*PAGE EXTRACT*:
◆ ◆ ◆ ◆ ◆

Learning hypertext markup language might today be equivalent to learning cursive writing: it’s a nice skill to have, but for the average user, one that computers have made obsolete. Rich-text editors (RTE) and WYSIWYG editors have enabled the composition of text, tables, and inline images without ever seeing any HTML code. Only developers and theme designers may ever need to delve into a site’s source.

But I feel it’s important to understand what’s happening underneath the hood, so to speak. If a student can’t get a page layout just right, eliminating the middleman of an RTE and manipulating the code directly is the best way to ensure the realization of one’s intentions.

When I learned HTML, we didn’t have to choose between those two options: with the possible exception of WebWorks GS, there was no intermediary between an Apple II user and their code. All HTML was crafted by hand. And since HTML is inherently text, it made sense that I learned it in a text environment: GEnie.

The Apple II RoundTable on the GEnie online service had as one its services the Apple II University, run by Charlie Hartley. Members could sign up for free courses in a variety of topics based on or tangential to the Apple II. Unlike today’s Lynda or Udemy courses, A2U courses were taught in real-time with a live instructor who set the pace and evaluated the homework. It was through this process that I first learned HTML.

I don’t have any of the lessons I received or or homework I produced in that course — perhaps they’re available as part of the "Time in a Bottle" (TiaB) CD archive of GEnie assets. But I do proudly retain my certificate of completion, earned 21 years ago yesterday:

Apple II University

While this accomplishment might not carry much weight in today’s developer and designer circles, I do recall bringing it to at least one job interview, where its longevity and legacy carried more weight than its academic value. HTML has changed a lot since 1996, but being able to say I first learned HTML just five years after the World Wide Web became publicly available demonstrates a foundational, historical knowledge that can’t be taught in today’s classroom.

◆ ◆ ◆ ◆ ◆

*EXTRACTED INFORMATION*:

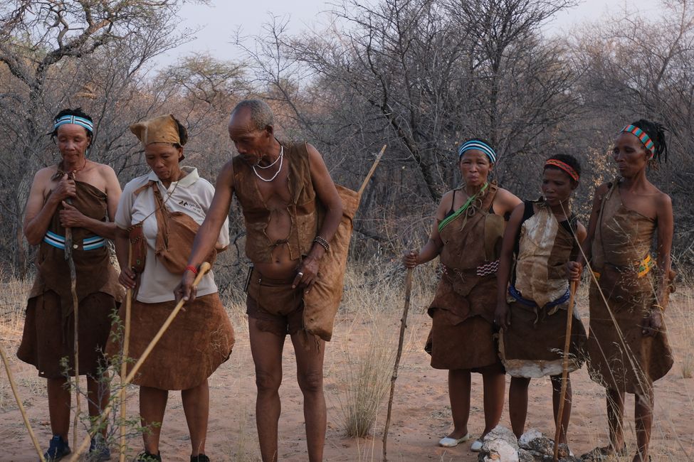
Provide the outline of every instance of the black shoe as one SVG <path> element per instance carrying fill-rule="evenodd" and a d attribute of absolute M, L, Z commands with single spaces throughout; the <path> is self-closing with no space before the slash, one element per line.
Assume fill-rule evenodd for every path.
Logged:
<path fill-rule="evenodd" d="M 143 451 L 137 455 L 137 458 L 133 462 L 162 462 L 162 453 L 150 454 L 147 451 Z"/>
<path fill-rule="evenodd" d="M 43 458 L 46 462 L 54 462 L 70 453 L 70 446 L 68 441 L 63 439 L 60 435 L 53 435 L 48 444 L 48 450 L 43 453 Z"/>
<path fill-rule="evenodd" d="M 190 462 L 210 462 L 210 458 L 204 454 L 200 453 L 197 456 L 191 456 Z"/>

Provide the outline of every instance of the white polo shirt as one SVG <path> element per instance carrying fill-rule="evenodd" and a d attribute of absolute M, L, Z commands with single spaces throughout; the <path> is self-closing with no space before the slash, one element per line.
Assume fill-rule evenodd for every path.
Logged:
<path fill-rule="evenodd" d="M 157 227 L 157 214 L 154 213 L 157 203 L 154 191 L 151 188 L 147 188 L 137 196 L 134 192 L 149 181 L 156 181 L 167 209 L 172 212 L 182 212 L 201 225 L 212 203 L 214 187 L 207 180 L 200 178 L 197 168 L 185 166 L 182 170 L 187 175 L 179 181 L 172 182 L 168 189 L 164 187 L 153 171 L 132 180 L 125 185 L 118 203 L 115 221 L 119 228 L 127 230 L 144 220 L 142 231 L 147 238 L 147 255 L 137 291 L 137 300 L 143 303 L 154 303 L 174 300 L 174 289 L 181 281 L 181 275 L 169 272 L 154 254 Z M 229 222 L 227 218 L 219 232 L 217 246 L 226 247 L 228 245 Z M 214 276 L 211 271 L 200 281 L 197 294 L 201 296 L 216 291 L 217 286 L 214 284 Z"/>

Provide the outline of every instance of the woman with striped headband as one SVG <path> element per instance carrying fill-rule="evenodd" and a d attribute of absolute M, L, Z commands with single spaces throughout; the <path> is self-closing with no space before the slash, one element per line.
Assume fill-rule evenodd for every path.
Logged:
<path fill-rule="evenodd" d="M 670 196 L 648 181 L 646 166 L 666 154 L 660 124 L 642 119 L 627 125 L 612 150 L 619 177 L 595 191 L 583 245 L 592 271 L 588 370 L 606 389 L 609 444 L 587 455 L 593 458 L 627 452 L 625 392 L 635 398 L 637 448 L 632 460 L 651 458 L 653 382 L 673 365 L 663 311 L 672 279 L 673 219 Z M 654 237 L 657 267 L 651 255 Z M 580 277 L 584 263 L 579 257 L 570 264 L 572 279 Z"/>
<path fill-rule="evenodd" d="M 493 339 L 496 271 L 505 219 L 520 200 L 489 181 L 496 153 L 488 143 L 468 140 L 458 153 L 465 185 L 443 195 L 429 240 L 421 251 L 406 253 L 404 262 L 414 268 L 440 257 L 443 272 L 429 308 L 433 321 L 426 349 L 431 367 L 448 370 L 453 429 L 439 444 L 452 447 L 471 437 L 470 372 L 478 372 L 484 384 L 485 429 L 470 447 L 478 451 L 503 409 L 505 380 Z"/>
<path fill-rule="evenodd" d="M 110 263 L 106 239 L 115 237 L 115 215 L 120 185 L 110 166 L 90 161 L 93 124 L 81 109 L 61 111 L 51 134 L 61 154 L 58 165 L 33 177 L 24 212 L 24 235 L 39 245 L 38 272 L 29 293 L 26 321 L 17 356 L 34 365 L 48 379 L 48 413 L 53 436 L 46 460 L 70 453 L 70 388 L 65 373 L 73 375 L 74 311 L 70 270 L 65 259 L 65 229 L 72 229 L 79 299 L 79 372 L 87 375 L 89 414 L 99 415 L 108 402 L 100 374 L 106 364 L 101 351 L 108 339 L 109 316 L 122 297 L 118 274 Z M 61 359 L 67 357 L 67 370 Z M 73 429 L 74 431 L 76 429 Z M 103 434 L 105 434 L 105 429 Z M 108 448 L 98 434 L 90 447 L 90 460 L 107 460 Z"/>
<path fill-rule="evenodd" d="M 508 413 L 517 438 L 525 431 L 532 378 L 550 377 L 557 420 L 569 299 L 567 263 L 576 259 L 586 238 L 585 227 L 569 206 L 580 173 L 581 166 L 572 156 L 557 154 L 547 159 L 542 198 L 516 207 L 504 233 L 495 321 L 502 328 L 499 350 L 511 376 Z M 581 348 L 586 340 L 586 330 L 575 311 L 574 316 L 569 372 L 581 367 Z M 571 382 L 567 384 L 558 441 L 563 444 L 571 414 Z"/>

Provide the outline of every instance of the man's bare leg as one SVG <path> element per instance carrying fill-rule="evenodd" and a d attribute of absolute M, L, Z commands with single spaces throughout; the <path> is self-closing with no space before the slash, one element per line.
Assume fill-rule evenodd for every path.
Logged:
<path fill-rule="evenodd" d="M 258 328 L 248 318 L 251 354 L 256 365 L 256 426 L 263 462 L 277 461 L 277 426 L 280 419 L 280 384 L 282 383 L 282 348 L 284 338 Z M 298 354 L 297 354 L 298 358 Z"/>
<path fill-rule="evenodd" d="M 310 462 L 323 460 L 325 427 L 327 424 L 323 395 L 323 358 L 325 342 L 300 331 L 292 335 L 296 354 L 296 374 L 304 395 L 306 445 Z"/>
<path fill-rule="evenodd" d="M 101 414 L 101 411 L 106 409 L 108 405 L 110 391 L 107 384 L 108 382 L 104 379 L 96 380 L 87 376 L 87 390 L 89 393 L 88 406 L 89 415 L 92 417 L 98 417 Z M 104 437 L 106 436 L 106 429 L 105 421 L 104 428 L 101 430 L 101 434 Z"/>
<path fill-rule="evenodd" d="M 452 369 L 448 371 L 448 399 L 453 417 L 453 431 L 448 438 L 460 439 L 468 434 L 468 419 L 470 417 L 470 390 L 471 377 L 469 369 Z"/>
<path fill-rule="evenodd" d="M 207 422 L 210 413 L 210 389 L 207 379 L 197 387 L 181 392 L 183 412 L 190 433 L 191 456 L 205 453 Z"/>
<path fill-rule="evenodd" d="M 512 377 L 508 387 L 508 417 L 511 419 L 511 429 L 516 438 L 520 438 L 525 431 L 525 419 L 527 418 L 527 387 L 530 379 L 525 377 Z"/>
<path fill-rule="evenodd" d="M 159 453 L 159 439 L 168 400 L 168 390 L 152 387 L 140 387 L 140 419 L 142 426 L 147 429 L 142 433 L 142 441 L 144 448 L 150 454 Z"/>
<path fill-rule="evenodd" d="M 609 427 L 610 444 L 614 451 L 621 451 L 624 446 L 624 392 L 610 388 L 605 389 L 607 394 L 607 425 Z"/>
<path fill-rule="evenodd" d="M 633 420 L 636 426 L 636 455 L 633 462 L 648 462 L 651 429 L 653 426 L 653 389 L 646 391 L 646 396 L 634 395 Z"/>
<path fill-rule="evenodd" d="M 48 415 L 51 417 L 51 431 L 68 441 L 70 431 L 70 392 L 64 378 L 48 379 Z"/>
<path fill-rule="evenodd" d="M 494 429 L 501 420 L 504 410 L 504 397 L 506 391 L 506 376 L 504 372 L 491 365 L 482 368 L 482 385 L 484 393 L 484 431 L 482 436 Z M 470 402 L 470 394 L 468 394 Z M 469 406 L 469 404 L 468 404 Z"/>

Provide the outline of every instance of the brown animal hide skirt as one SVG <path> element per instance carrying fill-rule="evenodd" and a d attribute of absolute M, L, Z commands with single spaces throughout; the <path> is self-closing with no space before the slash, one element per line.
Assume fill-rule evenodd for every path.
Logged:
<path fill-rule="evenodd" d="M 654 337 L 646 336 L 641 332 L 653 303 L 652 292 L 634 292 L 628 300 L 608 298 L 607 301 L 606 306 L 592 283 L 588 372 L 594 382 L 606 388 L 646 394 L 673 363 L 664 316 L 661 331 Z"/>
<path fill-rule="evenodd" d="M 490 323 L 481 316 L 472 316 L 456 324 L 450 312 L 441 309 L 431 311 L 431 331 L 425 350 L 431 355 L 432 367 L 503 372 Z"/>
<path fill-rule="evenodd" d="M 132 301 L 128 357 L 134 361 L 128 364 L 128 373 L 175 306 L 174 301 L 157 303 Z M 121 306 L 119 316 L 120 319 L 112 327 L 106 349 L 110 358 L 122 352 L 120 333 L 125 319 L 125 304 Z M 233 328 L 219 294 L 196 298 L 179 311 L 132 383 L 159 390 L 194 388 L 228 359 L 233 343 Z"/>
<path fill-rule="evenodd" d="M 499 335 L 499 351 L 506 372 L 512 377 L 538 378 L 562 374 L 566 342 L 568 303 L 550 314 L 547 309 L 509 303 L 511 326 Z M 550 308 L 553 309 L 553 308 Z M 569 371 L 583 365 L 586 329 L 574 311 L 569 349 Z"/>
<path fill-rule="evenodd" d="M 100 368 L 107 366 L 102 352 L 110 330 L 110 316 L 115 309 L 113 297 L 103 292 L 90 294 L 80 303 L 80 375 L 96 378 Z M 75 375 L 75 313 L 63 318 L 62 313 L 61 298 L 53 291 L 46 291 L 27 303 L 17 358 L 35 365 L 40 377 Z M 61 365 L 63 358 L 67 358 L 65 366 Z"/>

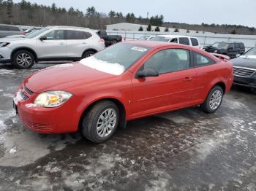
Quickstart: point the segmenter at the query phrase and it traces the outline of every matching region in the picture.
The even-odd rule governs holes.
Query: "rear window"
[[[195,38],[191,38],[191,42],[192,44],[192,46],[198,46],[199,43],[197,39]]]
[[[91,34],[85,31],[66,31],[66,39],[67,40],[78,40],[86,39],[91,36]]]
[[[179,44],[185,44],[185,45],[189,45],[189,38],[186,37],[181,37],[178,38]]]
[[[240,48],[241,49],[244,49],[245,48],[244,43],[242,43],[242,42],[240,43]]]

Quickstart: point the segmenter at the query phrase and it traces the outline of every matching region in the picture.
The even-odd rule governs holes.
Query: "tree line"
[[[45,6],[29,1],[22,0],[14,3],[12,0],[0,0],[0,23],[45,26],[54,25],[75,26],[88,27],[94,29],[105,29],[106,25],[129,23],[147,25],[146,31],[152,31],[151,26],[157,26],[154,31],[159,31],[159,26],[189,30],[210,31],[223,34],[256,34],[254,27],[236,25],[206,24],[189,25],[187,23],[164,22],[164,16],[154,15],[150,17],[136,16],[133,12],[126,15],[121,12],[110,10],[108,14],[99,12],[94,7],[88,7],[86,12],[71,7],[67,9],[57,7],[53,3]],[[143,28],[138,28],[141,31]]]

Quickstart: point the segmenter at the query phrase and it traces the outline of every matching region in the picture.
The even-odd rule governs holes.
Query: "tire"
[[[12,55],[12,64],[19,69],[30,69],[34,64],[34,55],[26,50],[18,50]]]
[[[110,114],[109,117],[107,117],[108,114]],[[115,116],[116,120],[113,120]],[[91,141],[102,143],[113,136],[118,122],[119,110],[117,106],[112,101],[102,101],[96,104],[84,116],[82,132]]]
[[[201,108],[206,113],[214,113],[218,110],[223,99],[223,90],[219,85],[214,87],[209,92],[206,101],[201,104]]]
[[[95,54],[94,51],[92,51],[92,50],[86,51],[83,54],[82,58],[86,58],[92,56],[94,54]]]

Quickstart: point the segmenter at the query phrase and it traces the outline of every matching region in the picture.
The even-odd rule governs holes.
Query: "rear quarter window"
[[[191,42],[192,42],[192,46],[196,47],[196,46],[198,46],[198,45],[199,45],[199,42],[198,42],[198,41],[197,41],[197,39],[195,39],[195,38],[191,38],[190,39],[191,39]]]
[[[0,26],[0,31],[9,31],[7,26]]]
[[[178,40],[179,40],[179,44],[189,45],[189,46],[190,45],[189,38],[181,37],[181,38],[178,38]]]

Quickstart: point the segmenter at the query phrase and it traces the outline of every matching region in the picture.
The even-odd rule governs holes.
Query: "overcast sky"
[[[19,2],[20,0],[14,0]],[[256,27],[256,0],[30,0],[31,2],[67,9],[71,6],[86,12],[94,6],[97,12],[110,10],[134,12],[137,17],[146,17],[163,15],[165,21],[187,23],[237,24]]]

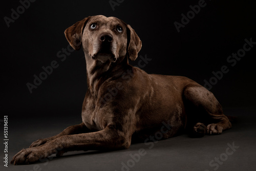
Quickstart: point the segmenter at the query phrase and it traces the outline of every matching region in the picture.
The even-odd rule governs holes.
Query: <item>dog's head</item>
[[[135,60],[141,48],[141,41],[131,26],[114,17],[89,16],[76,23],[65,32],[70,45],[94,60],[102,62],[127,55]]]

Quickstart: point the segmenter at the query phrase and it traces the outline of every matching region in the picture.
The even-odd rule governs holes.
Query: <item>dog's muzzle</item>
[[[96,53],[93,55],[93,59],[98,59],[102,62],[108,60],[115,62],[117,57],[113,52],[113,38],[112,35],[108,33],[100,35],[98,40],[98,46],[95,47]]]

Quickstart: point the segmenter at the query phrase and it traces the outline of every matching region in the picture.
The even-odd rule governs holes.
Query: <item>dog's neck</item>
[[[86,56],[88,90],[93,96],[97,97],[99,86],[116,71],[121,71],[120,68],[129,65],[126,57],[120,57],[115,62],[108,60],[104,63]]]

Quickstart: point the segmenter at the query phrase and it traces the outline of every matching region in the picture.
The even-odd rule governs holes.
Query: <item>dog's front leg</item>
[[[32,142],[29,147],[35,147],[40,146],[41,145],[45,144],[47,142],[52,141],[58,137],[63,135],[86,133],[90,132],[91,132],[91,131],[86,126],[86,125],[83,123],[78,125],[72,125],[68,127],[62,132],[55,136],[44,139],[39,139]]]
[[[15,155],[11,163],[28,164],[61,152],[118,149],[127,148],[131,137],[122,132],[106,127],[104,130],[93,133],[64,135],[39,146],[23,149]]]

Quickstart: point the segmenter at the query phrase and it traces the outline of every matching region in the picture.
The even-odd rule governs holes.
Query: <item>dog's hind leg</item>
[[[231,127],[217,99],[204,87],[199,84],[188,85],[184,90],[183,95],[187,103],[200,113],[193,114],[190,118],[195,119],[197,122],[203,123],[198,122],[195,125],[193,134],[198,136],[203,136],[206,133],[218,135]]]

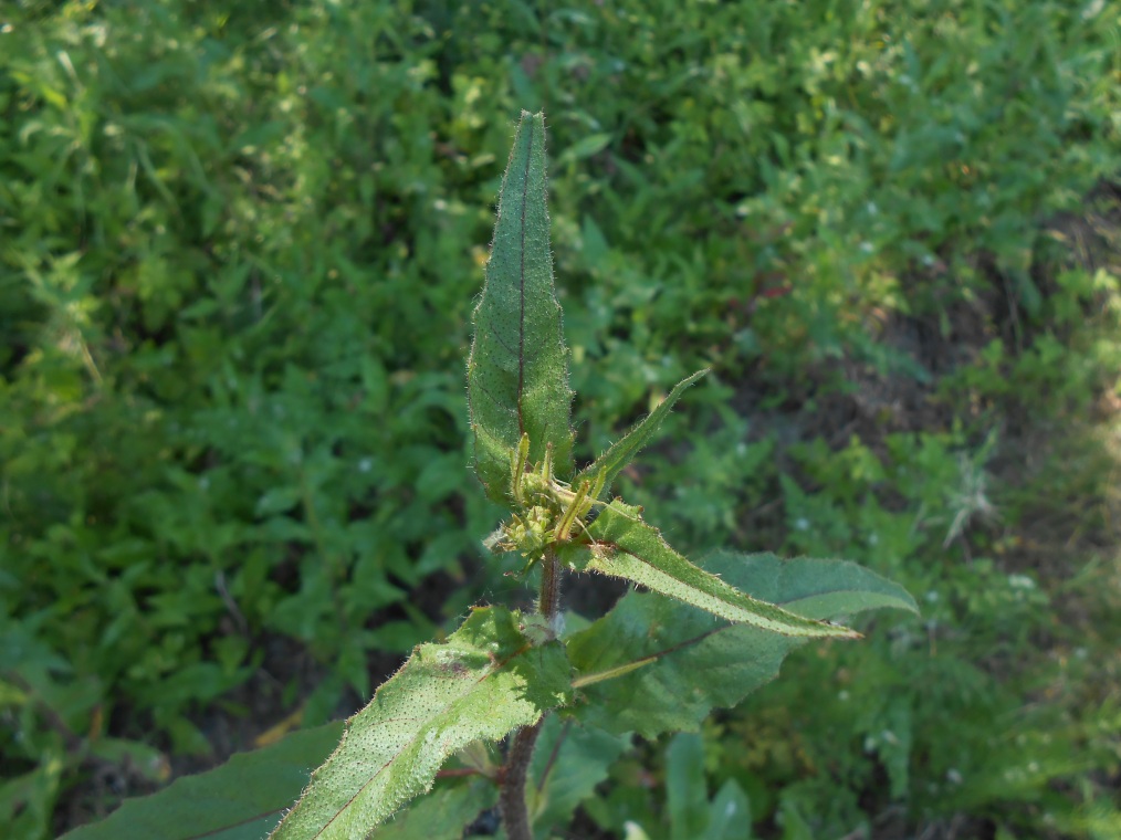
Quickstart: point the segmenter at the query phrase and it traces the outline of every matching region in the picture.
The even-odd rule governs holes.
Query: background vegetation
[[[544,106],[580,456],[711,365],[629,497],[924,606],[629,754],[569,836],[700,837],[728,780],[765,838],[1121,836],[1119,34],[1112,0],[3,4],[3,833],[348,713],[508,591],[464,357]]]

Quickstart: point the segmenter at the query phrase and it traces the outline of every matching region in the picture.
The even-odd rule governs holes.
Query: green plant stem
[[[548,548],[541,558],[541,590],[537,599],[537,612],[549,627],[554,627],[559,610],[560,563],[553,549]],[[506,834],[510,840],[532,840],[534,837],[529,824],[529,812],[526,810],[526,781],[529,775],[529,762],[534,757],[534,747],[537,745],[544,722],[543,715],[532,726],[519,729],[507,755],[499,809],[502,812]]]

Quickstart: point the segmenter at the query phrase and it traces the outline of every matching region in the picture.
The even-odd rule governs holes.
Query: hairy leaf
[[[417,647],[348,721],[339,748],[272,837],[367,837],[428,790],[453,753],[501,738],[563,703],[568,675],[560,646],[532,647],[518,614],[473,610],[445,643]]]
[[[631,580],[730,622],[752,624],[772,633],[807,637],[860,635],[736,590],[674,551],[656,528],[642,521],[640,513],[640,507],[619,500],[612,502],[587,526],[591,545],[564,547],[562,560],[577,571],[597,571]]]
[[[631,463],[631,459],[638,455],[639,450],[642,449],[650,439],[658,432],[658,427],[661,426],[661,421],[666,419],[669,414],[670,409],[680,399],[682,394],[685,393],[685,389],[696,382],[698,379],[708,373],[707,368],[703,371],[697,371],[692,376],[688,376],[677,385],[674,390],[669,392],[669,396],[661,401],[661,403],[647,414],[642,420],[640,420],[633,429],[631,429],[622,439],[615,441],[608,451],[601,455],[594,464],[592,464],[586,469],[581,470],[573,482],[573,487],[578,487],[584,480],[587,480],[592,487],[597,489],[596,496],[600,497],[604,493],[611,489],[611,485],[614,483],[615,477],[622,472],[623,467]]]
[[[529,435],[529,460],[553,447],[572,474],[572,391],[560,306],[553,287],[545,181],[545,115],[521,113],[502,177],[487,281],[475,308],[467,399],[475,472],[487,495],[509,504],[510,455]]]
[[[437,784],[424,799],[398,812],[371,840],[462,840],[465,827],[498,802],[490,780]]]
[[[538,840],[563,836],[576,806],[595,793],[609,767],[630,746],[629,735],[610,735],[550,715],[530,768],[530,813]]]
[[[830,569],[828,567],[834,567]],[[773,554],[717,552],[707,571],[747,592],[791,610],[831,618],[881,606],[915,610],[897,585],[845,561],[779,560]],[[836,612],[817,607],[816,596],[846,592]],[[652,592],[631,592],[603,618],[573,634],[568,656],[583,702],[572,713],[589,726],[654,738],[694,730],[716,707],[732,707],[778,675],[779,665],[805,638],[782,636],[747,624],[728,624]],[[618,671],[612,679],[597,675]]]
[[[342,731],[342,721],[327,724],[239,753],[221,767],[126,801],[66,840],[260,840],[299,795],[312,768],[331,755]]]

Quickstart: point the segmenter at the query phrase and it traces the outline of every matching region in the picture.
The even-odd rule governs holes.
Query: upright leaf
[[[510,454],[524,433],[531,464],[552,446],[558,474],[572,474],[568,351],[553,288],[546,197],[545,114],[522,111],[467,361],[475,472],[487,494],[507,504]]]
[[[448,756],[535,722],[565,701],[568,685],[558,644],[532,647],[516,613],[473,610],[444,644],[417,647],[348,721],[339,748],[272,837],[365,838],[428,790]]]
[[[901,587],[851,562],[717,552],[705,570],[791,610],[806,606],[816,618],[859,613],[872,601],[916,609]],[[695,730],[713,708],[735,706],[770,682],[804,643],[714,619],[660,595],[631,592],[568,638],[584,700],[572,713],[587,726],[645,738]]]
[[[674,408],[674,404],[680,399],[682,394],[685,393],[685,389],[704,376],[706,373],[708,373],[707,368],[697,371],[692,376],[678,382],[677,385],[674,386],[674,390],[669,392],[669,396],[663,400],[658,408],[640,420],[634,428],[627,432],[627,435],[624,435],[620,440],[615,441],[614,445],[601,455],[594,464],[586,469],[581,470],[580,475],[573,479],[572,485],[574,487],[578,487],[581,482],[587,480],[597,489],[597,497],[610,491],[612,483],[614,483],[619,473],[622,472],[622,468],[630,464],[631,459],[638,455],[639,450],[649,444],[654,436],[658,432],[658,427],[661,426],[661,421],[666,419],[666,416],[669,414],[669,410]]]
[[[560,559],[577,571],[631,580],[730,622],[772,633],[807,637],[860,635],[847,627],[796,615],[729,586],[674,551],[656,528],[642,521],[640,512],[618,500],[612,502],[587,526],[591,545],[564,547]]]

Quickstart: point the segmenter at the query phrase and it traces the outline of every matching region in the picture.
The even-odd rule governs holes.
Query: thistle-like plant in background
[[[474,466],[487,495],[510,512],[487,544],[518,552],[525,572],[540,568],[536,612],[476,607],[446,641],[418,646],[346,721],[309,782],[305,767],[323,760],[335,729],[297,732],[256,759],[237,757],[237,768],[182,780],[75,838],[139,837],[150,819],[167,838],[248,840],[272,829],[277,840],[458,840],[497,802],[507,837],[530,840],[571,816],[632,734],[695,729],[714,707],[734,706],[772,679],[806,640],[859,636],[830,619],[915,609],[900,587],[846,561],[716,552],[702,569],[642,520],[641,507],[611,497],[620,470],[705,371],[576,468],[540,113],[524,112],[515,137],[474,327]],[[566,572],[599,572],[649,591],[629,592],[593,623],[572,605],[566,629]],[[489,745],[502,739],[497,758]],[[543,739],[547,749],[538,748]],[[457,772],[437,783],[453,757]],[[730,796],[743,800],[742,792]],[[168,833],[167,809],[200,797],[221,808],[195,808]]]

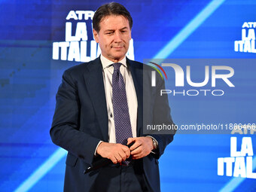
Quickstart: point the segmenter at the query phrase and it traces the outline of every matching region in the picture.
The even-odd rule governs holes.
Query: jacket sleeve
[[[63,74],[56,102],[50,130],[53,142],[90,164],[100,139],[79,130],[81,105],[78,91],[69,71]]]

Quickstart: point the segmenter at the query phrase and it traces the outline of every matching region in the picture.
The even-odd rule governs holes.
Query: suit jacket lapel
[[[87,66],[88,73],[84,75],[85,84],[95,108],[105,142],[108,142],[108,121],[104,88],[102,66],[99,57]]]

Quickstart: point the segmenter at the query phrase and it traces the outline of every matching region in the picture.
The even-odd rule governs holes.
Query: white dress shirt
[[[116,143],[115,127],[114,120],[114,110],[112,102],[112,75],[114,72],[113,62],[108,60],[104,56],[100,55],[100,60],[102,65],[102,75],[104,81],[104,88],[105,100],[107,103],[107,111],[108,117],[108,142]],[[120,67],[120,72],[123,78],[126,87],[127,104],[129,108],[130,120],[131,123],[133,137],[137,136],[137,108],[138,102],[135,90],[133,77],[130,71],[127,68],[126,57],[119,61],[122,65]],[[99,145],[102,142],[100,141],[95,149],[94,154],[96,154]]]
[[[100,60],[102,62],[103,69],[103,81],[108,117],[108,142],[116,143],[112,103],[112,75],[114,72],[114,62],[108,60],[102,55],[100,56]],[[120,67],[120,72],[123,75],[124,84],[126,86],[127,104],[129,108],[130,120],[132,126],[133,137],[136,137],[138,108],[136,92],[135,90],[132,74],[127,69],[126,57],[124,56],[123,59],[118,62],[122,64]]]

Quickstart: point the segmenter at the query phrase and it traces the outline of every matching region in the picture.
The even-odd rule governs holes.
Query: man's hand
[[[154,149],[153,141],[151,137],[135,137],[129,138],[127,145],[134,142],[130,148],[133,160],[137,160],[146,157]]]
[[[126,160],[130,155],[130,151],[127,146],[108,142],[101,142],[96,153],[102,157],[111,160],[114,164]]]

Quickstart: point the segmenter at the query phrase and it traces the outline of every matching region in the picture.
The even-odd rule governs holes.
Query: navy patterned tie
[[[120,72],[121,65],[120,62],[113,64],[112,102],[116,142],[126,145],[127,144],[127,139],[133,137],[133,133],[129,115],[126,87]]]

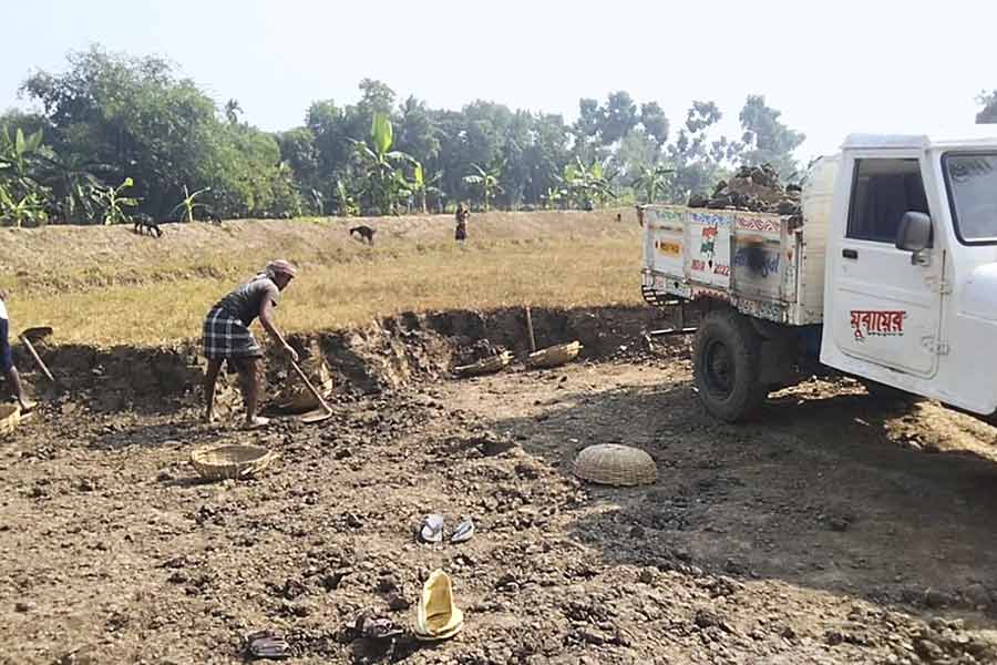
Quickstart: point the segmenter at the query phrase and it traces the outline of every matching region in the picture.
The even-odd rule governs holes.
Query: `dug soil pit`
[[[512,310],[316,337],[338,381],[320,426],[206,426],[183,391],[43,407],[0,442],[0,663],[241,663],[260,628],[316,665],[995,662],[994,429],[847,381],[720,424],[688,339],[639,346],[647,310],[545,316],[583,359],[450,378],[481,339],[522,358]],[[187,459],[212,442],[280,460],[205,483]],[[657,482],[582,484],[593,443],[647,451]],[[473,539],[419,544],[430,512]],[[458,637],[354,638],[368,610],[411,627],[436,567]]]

◆ ◆ ◆ ◆ ◆

*GOAL*:
Reproduce the passage about learning HTML word for word, from "Learning hypertext markup" up to and including "of one’s intentions.". Rely only on the passage about learning HTML.

*OUTPUT FOR THIS EXERCISE*:
Learning hypertext markup language might today be equivalent to learning cursive writing: it’s a nice skill to have, but for the average user, one that computers have made obsolete. Rich-text editors (RTE) and WYSIWYG editors have enabled the composition of text, tables, and inline images without ever seeing any HTML code. Only developers and theme designers may ever need to delve into a site’s source.

But I feel it’s important to understand what’s happening underneath the hood, so to speak. If a student can’t get a page layout just right, eliminating the middleman of an RTE and manipulating the code directly is the best way to ensure the realization of one’s intentions.